- Your tasks -
**1)** Can you reproduce the Taisaku Akino article from "- Born: February" up to and including "and Saki Tsusaka."?
**2)** Which films are listed under the Films heading of the Taisaku Akino article?

- Selected passage -
--------------------------------------------------

- Born: February 14, 1943 (age 83) Tokyo, Japan
- Occupation: Actor
- Years active: 1967–present

= Taisaku Akino =

Japanese actor

Taisaku Akino (秋野　太作, Akino Taisaku) is a Japanese actor.

He grew up in Komagome, Toshima ward. In 1967, he made his acting debut in the Kinoshita Keisuke Theater production of "Kinenju". In 1974, he married the actress Kiwako Taichi. They quickly divorced. In 1975, he married a former Takarasienne singer Hekiren On (Mandarin: 温 碧蓮, Pinyin: Wēn Bìlián) whose father had migrated from Taipei to Osaka. Hekiren Tsusaka was then renamed Akiko Tsusaka. They raised three children: Takuji W. Tsusaka, Yuri Okumoto, and Saki Tsusaka.

==Selected filmography==

===Films===

- It's Tough Being a Man (1969) as Kawamata Noboru
- Tora-san's Cherished Mother (1969) as Kawamata Noboru
- Tora-san's Grand Scheme (1970) as Kawamata Noboru
- Tora-san's Dear Old Home (1972) as Kawamata Noboru
- Tora-san's Dream-Come-True (1972) as Kawamata Noboru
- Hissatsu Shikakenin Baian Arijigoku (1973)

--------------------------------------------------

- Given material -
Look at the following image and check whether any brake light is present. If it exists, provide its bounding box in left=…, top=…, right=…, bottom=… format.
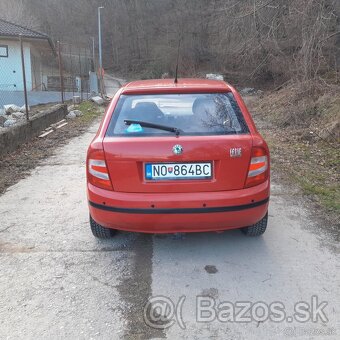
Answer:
left=87, top=150, right=113, bottom=190
left=245, top=147, right=268, bottom=188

--------------------------------------------------

- Problem solutions -
**1)**
- Born: February 14, 1943 (age 83) Tokyo, Japan
- Occupation: Actor
- Years active: 1967–present

= Taisaku Akino =

Japanese actor

Taisaku Akino (秋野　太作, Akino Taisaku) is a Japanese actor.

He grew up in Komagome, Toshima ward. In 1967, he made his acting debut in the Kinoshita Keisuke Theater production of "Kinenju". In 1974, he married the actress Kiwako Taichi. They quickly divorced. In 1975, he married a former Takarasienne singer Hekiren On (Mandarin: 温 碧蓮, Pinyin: Wēn Bìlián) whose father had migrated from Taipei to Osaka. Hekiren Tsusaka was then renamed Akiko Tsusaka. They raised three children: Takuji W. Tsusaka, Yuri Okumoto, and Saki Tsusaka.

**2)**
- It's Tough Being a Man (1969)
- Tora-san's Cherished Mother (1969)
- Tora-san's Grand Scheme (1970)
- Tora-san's Dear Old Home (1972)
- Tora-san's Dream-Come-True (1972)
- Hissatsu Shikakenin Baian Arijigoku (1973)